◆ **PROBLEM TO WORK ON**: Repeat exactly the lines from the start of the material below up to and including the "positive clicks: (408, 293) (372, 243)" line.

◆ **TASK INPUTS**:
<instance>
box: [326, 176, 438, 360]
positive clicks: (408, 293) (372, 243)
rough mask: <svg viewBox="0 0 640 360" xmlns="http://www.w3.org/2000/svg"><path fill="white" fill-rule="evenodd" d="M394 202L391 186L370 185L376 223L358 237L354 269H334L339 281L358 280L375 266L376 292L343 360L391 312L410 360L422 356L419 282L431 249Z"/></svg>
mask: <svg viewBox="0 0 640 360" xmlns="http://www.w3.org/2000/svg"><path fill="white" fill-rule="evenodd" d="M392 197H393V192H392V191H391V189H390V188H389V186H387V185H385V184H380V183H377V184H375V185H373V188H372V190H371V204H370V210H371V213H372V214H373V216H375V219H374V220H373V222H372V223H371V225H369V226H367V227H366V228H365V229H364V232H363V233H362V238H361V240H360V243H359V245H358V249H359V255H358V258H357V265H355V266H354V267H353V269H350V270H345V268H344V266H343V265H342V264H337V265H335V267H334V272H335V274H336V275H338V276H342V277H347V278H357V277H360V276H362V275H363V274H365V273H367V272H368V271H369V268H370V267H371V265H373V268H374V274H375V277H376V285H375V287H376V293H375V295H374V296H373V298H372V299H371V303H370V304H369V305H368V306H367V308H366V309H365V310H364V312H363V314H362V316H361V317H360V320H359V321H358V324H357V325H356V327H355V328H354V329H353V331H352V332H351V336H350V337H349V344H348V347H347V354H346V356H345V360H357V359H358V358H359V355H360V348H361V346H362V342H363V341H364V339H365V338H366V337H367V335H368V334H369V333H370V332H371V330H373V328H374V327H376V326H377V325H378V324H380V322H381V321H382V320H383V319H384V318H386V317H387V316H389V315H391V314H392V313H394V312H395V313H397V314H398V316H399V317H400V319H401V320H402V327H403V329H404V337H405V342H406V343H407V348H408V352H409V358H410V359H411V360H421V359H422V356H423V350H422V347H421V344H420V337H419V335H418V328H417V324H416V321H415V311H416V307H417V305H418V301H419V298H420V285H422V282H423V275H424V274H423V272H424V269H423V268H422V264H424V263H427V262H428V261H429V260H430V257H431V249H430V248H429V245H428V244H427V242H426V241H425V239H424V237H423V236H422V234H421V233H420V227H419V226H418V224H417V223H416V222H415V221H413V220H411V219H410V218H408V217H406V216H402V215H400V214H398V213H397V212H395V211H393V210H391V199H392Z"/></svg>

◆ **EXERCISE OUTPUT**:
<instance>
box: [326, 176, 438, 360]
positive clicks: (408, 293) (372, 243)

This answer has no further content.